* [YOUR GOAL] Below are several entries. Transcribe exactly those lines that fall from the one with "Target: ground" through the one with "Target: dog's ear", end lines included.

[Referring expression data]
━━━━━━

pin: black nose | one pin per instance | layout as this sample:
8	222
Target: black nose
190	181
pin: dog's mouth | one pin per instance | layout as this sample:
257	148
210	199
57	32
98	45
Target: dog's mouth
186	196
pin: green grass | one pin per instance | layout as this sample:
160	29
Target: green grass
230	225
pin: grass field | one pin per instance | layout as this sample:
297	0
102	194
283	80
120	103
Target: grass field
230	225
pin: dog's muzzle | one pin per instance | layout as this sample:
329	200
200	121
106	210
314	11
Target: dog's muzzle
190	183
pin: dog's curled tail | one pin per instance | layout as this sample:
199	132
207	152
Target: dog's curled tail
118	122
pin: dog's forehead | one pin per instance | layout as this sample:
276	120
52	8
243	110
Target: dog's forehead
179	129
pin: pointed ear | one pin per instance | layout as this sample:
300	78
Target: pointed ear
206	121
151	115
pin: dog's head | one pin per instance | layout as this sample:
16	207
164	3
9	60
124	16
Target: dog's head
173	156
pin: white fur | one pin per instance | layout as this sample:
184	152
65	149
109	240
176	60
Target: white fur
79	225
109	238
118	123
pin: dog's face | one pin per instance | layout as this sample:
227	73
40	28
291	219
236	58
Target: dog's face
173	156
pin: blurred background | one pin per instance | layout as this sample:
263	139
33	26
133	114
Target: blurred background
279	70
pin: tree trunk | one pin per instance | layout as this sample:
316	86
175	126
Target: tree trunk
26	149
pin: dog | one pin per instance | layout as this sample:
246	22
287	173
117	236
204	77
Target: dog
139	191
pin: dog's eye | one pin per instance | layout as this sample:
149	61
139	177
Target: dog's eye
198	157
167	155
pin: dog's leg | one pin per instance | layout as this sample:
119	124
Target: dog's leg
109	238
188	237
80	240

━━━━━━

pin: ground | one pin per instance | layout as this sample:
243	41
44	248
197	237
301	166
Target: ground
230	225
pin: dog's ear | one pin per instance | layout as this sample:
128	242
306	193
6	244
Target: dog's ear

━━━━━━

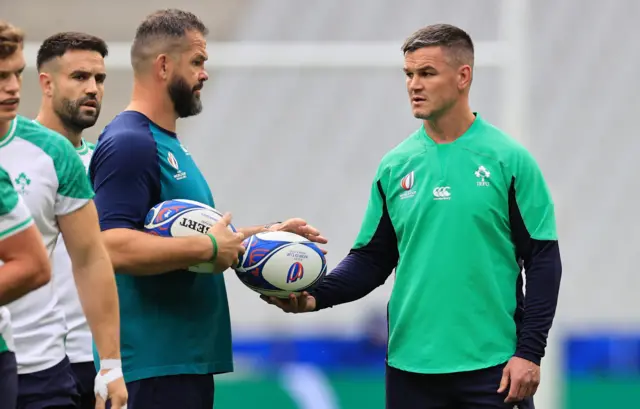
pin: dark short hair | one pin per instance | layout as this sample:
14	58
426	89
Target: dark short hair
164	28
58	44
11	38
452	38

━━━━━━

* [ANSWER SPACE]
Target: ground
230	225
pin: dog's ear | one pin per instance | layout as this sample:
128	242
306	193
6	244
Target: dog's ear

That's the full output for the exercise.